About this exercise:
Among the entries below, please repeat exactly and only the lines from the line containing "box: [283, 46, 289, 65]" to the line containing "positive clicks: (13, 5)", both lines included.
==== Study material
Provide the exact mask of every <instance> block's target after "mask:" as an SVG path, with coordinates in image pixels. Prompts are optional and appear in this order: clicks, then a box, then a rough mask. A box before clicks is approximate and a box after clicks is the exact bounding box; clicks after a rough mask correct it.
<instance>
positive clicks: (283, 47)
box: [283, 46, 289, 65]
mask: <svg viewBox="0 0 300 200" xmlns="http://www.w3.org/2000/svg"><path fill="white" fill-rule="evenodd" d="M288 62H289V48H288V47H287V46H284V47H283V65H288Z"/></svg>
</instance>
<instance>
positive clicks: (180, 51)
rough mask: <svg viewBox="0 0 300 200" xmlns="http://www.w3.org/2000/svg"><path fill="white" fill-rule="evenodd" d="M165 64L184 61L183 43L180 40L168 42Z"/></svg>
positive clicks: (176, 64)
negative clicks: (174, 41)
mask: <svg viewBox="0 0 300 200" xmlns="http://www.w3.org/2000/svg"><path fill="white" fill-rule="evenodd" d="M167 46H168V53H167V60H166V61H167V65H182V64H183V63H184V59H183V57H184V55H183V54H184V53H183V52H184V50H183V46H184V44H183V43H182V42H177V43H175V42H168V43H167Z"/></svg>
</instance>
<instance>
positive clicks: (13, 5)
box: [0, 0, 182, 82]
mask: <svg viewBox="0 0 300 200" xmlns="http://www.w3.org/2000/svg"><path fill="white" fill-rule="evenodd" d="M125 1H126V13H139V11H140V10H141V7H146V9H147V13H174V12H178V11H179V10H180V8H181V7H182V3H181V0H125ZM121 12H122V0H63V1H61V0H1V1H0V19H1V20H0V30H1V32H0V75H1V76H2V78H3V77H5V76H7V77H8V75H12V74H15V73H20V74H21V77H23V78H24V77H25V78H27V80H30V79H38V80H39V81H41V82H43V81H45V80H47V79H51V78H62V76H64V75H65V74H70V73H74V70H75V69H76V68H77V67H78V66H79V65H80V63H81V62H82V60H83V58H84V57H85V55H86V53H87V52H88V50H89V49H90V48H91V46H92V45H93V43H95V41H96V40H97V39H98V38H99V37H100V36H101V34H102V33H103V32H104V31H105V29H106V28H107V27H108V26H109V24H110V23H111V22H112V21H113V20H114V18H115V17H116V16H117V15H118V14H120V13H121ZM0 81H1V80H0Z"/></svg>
========
Answer box:
box: [283, 46, 289, 65]
mask: <svg viewBox="0 0 300 200" xmlns="http://www.w3.org/2000/svg"><path fill="white" fill-rule="evenodd" d="M288 62H289V48H288V47H287V46H284V47H283V65H288Z"/></svg>
</instance>
<instance>
positive clicks: (180, 51)
rough mask: <svg viewBox="0 0 300 200" xmlns="http://www.w3.org/2000/svg"><path fill="white" fill-rule="evenodd" d="M165 64L184 61L183 43L180 40L168 42Z"/></svg>
positive clicks: (176, 64)
negative clicks: (174, 41)
mask: <svg viewBox="0 0 300 200" xmlns="http://www.w3.org/2000/svg"><path fill="white" fill-rule="evenodd" d="M167 46H168V53H167V60H166V61H167V65H182V64H183V63H184V59H183V57H184V55H183V54H184V53H183V52H184V50H183V46H184V44H183V43H182V42H177V43H175V42H168V43H167Z"/></svg>
</instance>
<instance>
positive clicks: (13, 5)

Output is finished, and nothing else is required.